Timely reminder to be vigilant about fruit fly
Author: Tasmanian Government

Timely reminder to be vigilant about fruit fly

The detection of Queensland Fruit Fly (QFF) larvae in an imported nectarine has highlighted the importance of ongoing vigilance about the pest.

It is important to note that this isn't an outbreak of the pest in Tasmania but a detection in produce from an interstate market. It doesn't in any way affect our recently reinstated Pest Free Status.

This identification has triggered an immediate investigation into the processes on the mainland that may have enabled the larvae to reach this point of the supply chain.

Biosecurity Tasmania General Manager Lloyd Klumpp said the nectarine was reported to the Department of Primary Industries, Parks, Water and Environment (DPIPWE) by a member of the public in Launceston yesterday (Thursday 10 January 2019).

"The suspect produce has been removed from stores and Biosecurity Tasmania is undertaking trace-back and trace-forward investigations which have so far determined that the fruit was most likely part of a consignment of nectarines from a single importer," Dr Klumpp said.

****************

What to produce:
Could you carry the Queensland Fruit Fly notice above forward past Dr Klumpp's remark about the single importer, adding a few paragraphs in the same style?

****************

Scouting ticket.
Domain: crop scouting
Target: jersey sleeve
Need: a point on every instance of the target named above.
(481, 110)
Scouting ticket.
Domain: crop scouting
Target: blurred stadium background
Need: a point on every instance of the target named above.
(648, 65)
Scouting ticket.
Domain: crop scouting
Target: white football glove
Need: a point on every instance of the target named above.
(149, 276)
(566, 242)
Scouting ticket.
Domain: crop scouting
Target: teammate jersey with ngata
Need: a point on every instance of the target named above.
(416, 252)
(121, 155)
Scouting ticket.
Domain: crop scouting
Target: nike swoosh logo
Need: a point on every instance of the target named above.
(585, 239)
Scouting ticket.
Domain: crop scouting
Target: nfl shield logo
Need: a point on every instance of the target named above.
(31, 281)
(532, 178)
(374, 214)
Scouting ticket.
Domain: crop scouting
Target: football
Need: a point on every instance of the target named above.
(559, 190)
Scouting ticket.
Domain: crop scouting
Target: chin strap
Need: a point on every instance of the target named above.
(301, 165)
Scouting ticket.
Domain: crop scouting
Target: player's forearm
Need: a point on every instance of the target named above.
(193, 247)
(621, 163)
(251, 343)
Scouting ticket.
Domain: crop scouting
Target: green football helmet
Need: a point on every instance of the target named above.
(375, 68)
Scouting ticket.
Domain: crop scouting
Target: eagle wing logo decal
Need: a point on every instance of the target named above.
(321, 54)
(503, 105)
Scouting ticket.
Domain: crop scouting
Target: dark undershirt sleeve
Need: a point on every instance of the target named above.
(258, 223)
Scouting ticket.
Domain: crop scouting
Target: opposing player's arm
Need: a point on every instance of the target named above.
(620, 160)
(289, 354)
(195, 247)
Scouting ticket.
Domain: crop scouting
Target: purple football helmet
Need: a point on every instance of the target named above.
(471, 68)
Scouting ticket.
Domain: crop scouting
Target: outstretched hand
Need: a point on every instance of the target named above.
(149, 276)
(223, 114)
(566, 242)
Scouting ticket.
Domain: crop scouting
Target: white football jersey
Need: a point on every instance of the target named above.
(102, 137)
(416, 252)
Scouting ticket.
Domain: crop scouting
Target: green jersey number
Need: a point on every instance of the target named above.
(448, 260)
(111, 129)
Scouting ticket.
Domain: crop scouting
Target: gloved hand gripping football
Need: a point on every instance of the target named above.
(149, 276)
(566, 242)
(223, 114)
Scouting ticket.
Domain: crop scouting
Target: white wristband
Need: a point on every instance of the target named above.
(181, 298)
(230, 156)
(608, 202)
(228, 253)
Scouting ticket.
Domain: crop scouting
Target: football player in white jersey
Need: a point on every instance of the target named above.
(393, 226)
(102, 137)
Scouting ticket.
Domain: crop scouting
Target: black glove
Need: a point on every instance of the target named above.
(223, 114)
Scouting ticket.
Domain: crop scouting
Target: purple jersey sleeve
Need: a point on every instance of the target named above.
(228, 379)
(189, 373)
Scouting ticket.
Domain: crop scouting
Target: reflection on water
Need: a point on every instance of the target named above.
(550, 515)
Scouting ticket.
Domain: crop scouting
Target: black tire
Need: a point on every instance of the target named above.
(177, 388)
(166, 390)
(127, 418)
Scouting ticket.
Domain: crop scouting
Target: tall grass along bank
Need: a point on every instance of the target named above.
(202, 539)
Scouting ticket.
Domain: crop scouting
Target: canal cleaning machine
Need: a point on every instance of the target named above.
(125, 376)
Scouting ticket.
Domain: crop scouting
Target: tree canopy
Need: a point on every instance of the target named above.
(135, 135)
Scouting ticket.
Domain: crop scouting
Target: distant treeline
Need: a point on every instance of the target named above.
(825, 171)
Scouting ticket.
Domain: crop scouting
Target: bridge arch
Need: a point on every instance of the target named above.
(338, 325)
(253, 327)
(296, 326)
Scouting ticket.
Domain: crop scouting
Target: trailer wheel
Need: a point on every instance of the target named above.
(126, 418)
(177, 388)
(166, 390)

****************

Response to the task:
"We are liaising with Victorian authorities in relation to the source of the fruit and Biosecurity requirements it was subject to."

"Biosecurity Tasmania staff will also be going to Victoria as part of the investigations."

"We have protocols for these types of detections should they occur, and we have implemented them to remove the risk and investigate all aspects of this detection," Dr Klumpp said.

Dr Klumpp said occasional detections of fruit fly are made in produce post-border and responded to.

"An essential part of an effective biosecurity system is also a community that is knowledgeable and actively supporting positive biosecurity outcomes," Dr Klumpp said.

"Community vigilance is an important part of the biosecurity system and the wider message to the Tasmanian community is continue to be aware of signs of fruit fly and remain vigilant."

"This includes checking any stone fruit or mangoes for any signs of fruit fly or any other pests."

"In this instance, a member of the public found something suspicious, reported it to Biosecurity staff who implemented the measures in place for these type of detections."

Suspected fruit fly reports can be made to Biosecurity Tasmania via the Fruit Fly Hotline on (03) 6165 3774.

Further information on fruit fly is available on the DPIPWE website at www.dpipwe.tas.gov.au.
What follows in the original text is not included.